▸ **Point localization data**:
··········

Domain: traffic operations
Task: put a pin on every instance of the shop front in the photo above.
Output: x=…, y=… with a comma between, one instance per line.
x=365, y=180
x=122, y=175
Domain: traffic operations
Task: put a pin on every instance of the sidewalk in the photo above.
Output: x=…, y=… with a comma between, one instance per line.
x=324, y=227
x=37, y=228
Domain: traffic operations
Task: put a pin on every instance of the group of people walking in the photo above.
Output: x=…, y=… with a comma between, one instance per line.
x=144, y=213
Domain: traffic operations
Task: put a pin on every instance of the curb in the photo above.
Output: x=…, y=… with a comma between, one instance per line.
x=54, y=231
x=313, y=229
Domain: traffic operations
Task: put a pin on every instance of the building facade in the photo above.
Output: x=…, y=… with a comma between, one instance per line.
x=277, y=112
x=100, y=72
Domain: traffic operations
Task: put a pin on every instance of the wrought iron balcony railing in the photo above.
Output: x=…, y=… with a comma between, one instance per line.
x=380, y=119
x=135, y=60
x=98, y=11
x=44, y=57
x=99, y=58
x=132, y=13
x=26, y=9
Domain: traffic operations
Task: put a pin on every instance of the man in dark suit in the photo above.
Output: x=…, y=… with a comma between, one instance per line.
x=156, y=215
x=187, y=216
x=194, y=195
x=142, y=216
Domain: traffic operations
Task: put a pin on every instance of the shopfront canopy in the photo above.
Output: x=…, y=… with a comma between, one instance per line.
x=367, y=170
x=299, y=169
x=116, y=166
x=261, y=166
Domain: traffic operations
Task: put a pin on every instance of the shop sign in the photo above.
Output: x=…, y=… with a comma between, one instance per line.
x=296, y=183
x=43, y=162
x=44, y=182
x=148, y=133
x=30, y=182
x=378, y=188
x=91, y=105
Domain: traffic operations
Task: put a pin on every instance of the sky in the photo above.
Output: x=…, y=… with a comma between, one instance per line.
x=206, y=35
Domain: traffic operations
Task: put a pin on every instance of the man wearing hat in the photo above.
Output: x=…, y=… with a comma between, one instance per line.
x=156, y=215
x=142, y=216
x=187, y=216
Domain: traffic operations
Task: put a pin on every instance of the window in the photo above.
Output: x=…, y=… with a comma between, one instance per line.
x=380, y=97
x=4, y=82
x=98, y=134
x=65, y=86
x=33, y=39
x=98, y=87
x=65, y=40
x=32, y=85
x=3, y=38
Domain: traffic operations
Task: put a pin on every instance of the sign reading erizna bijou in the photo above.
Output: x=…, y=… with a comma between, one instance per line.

··········

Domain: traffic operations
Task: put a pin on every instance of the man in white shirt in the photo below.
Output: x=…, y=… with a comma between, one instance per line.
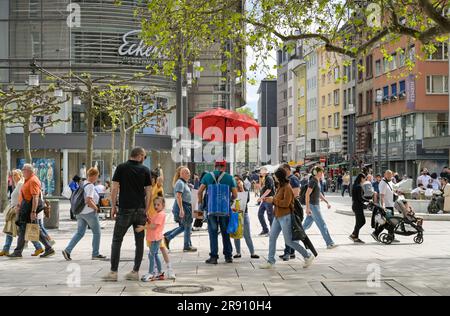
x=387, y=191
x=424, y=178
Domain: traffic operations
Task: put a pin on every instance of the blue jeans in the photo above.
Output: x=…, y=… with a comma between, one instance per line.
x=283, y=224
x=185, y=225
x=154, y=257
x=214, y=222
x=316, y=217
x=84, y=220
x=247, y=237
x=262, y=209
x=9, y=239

··········

▸ **Exercise description**:
Retype exactly, and only, the lines above from the one where "Task: put a pin on every instance of the group" occurs up to and including the one where "Task: put a pin on every instance of the man wearing" occurs.

▸ **Answer below**:
Task: put a pin on every instance of the group of people walking in the photo above.
Output: x=…, y=… with a comma between, one instance per line.
x=144, y=213
Domain: traffic operations
Task: put a pin on every instance of the curb in the photo above.
Output: x=…, y=… with a comma between, one instance per line.
x=54, y=231
x=313, y=229
Domain: traffic operations
Task: put a pin on every instance of the building facade in the photo above.
Output: x=…, y=… with a comma between, one instance per line.
x=277, y=112
x=100, y=72
Domain: traffic operations
Task: put a pin on every instance of the wrought iron balcony railing in the photo above.
Output: x=…, y=… with a comma between, one instance per line.
x=380, y=119
x=135, y=60
x=98, y=11
x=44, y=57
x=99, y=58
x=132, y=13
x=26, y=9
Domain: traffic operations
Task: put a pin on every instance of the man in dark suit in the photo above.
Output: x=…, y=… with a comma between, one instance per line.
x=156, y=215
x=187, y=216
x=194, y=195
x=142, y=216
Domain: traffic operations
Task: put a pin on every instance of the shopfront canopy in the photo above.
Output: x=…, y=… with a comma between, one instance per line.
x=367, y=170
x=299, y=169
x=116, y=166
x=261, y=166
Domain: traffic operations
Task: put a pin on every instance of the shop sign in the photo above.
Output: x=…, y=… with a comma between, one instance per line.
x=296, y=183
x=43, y=162
x=44, y=182
x=148, y=133
x=30, y=182
x=378, y=188
x=91, y=105
Domain: traffic operations
Task: put a pin on every instance of the sky in the photo above.
Output: x=…, y=… with a comma between, one instance per line.
x=206, y=35
Domain: traffic operations
Task: put a pin on every instance of the man wearing hat in the photo above.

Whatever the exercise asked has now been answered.